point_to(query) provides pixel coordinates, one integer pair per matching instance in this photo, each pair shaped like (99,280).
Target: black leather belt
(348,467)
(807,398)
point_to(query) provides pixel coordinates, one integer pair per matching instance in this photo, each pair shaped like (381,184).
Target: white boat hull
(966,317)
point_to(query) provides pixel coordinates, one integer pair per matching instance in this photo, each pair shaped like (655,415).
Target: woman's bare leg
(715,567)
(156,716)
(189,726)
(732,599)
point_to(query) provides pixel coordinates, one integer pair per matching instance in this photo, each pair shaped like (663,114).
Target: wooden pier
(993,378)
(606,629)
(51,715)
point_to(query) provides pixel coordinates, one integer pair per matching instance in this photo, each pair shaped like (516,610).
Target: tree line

========

**GOAL**
Can you copy everything from the line containing "shaped like (516,610)." down to the end of the items, changing "tree line" to "row of trees" and leaving everything else unchanged?

**RESULT OF THIS EXERCISE**
point_to(query) provides pixel coordinates, one integer pair per matching instance in this photo, each pair shaped like (516,610).
Target: row of trees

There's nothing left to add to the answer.